### PROBLEMS
- a) Return the portion of the tenon jig thread that begins with the words containing "I use it on" and ends with "a sliding fit.", copied word for word.
- b) In the tenon jig thread, what material did the poster with the Kity table saw use to make new runners for the jig?

### EXCERPT TO READ
***

# Bench saw Tenon jig.



## blackrodd (15 Sep 2015)

I've always fancied a tenon jig, much like the Xcaliber or fox models, heavy, cast iron etc, for the bench saw.
Has anyone ever had one, or the use of one and has any thoughts? 
Ideal for shorter rails, stiles etc 
They are around £90, worth the money? 
TIA, Rodders


----------



## monkeybiter (15 Sep 2015)

FYI

http://www.rutlands.co.uk/sp+woodwo...ies-saw-bench-jigs-tenoning-jig-dakota+dk2087


----------



## MickCheese (15 Sep 2015)

I have one. Bought it used so not as much as the rutlands one. 

I use it on my Kity table saw which does have a non standard slot so had to make new runners for it but that turned out to be quite easy with a piece of aluminium that I jointed to width on my router table for a sliding fit. 

Not so good for anything over about 1000mm and even that is a bit long. Just very hard to keep clamped tight enough for a accurate cut. I tend to use mine for shorter pieces. Tenons are in the centre of the piece unless you employ spacers and then it gets a bit fiddly.

***

### Rows from a dataset
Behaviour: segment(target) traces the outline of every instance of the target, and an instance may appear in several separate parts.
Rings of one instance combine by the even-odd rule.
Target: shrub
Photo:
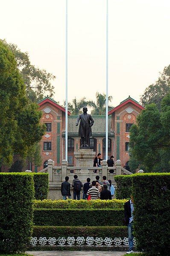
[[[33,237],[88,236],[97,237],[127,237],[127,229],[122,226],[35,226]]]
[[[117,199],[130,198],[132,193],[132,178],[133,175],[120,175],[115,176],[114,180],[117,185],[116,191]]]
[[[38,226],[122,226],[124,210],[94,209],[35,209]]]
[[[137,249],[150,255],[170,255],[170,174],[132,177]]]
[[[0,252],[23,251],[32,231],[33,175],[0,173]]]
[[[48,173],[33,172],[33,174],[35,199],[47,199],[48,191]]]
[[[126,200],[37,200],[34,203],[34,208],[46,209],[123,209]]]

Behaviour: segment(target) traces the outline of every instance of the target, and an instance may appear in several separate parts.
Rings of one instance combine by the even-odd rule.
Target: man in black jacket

***

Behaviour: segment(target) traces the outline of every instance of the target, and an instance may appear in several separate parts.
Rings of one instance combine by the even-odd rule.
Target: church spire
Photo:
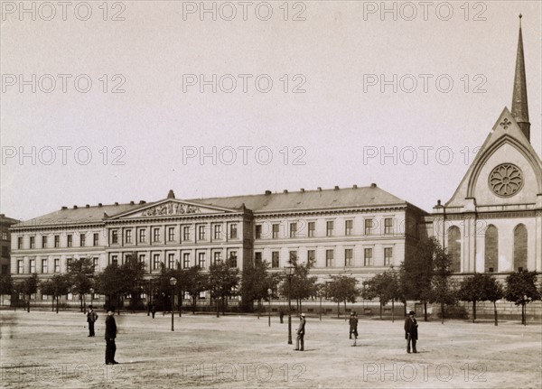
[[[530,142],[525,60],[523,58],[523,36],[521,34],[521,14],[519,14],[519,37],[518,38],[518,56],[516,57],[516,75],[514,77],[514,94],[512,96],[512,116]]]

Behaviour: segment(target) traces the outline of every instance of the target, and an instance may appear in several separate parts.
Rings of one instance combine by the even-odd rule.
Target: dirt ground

***

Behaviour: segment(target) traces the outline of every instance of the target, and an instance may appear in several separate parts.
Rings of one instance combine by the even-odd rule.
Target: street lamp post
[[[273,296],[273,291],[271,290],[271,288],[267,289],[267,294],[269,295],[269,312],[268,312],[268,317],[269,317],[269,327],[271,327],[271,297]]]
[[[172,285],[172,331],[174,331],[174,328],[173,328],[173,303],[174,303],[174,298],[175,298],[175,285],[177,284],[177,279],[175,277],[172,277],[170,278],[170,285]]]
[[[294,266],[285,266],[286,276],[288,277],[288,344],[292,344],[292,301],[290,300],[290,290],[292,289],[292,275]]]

***

### SOLUTION SET
- a)
I use it on my Kity table saw which does have a non standard slot so had to make new runners for it but that turned out to be quite easy with a piece of aluminium that I jointed to width on my router table for a sliding fit.

- b) A piece of aluminium, jointed to width on a router table for a sliding fit.